> [WORK TASK] Be exact. Print each record as it stands.

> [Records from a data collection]
»»

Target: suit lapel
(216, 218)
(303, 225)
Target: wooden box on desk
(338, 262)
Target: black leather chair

««

> [FINISHED TASK]
Target: suit lapel
(216, 218)
(303, 225)
Target: wooden box on desk
(338, 262)
Target: black leather chair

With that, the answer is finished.